■ WHAT YOU ARE ASKED TO DO
Leave out the lines before the one with "Target: framed picture on wall"; output that line and all remaining lines of the records exactly.

■ DATA EXCERPTS

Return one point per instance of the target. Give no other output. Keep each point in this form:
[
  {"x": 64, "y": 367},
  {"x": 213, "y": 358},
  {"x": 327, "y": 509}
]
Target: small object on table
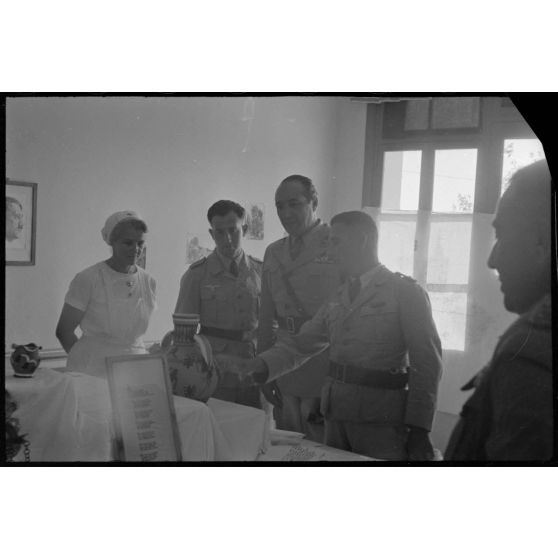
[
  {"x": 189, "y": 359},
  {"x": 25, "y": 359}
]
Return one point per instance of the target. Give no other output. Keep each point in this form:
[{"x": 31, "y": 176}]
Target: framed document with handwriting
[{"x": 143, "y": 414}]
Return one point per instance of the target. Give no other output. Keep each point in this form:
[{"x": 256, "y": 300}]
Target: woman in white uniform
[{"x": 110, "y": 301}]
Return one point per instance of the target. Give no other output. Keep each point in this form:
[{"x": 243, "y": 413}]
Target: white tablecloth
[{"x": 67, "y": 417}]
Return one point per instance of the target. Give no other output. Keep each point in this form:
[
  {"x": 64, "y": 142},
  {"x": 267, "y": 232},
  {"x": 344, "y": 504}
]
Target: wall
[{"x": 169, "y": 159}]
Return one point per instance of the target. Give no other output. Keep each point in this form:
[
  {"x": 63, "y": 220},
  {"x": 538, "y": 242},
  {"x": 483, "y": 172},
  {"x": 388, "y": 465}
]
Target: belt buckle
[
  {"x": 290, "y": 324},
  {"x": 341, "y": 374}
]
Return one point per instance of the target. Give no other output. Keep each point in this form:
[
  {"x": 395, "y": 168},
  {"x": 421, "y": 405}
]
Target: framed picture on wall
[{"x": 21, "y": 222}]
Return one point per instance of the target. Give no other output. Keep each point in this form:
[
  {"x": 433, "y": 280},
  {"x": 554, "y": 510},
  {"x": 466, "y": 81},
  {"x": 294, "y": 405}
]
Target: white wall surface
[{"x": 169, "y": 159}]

■ RESPONSE TO THE TASK
Target: framed picture on wall
[{"x": 21, "y": 222}]
Return one point per instance of the target. Give no other output. Keep each point in this form:
[
  {"x": 433, "y": 280},
  {"x": 554, "y": 510},
  {"x": 466, "y": 81},
  {"x": 294, "y": 405}
]
Target: white wall surface
[{"x": 169, "y": 159}]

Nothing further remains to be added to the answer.